START Given passage

But news that the fabled arrow had supposedly been found was also reported elsewhere in the UK press. The Mail Online covered the story too, opting for the headline: “Is this Robin Hood’s Silver Arrow? Tattoo artist ‘finds 12th century arrowhead in stream in Sherwood Forest that he believes could belong to outlaw”.
Reminiscent of how the tales of Robin Hood have spread beyond the UK, the story was also covered internationally with Czech publication Novinky and France’s News-24 and on MSN.
But the question remains: could the find really be the silver arrow? And could it be proof of something historians have craved for centuries: that Robin Hood definitively existed?
Unfortunately, there is no way this could be Robin Hood’s silver arrow – this story is off target.
If Wray was magnet fishing as stated in the story, he would struggle to find much silver. The precious metal is not magnetic so it is not possible for a piece of silver to be attracted to a magnet with enough force to be found as Wray described in the story.
The articles also claim that historians told him Wray the find would “date from the 12th or 13th century and would appear silver when cleaned and buffed” – when Hood was said to have lived.
The trouble is that there has never been conclusive archaeological evidence Robin Hood existed outside myth and legend and the first recorded mention of his legend is not until the 14th century.

END Given passage
START Data supplied

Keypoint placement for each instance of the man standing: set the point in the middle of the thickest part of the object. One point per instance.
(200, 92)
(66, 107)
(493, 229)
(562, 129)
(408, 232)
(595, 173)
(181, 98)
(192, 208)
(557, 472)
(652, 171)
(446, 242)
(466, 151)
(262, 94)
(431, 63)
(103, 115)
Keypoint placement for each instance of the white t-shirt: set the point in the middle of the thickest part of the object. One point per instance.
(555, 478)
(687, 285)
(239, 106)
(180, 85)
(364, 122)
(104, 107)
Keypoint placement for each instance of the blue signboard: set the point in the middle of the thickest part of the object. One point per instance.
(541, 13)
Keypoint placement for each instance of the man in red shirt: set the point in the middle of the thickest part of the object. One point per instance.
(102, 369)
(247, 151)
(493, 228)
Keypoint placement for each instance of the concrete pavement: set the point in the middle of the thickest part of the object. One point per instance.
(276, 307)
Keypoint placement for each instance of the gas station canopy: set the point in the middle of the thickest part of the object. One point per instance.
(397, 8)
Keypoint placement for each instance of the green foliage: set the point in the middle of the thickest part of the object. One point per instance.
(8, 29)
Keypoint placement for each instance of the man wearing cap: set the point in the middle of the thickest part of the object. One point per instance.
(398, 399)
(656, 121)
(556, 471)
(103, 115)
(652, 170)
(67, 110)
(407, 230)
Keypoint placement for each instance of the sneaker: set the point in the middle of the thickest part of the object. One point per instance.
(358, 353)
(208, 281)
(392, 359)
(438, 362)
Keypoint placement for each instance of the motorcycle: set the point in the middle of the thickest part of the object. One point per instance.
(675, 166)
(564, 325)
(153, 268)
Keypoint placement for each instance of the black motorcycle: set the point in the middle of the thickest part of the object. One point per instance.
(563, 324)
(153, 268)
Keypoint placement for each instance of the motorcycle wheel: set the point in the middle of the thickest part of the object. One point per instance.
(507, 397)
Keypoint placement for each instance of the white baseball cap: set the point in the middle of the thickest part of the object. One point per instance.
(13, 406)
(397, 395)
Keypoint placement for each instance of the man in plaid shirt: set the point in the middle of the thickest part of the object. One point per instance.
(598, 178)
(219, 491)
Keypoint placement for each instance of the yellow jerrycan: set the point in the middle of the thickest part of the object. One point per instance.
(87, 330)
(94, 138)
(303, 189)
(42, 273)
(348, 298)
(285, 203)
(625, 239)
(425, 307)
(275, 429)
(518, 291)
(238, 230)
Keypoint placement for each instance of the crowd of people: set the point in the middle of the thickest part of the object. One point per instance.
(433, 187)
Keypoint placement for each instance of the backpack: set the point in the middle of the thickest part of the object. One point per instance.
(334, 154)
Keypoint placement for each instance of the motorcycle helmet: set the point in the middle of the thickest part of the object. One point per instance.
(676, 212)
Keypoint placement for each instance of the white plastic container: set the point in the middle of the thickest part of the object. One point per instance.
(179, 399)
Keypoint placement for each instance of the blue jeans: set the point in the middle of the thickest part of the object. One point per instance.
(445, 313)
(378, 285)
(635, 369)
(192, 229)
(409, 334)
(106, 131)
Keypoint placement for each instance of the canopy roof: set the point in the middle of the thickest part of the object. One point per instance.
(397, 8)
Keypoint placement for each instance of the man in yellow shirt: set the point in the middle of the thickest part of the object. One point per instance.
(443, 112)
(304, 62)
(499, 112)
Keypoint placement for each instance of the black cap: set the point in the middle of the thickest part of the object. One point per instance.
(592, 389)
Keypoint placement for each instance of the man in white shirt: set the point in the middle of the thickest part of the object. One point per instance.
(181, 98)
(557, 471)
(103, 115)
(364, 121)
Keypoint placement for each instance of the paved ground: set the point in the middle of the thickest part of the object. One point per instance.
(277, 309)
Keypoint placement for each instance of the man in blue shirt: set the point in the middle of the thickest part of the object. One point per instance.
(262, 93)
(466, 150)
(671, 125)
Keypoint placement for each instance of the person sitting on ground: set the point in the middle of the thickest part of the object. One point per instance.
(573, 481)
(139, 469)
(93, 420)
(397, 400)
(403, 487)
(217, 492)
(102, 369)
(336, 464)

END Data supplied

## Tasks to carry out
A. In the article on the supposed Robin Hood arrow, when does the first recorded mention of the Robin Hood legend appear?
B. In the article on the supposed Robin Hood arrow, start at the words "But the question" and stop after "to have lived.", and write that part out with "silver arrow" swapped for "golden arrow".

## Expected results
A. The first recorded mention of the legend is not until the 14th century.

B.
But the question remains: could the find really be the golden arrow? And could it be proof of something historians have craved for centuries: that Robin Hood definitively existed?
Unfortunately, there is no way this could be Robin Hood’s golden arrow – this story is off target.
If Wray was magnet fishing as stated in the story, he would struggle to find much silver. The precious metal is not magnetic so it is not possible for a piece of silver to be attracted to a magnet with enough force to be found as Wray described in the story.
The articles also claim that historians told him Wray the find would “date from the 12th or 13th century and would appear silver when cleaned and buffed” – when Hood was said to have lived.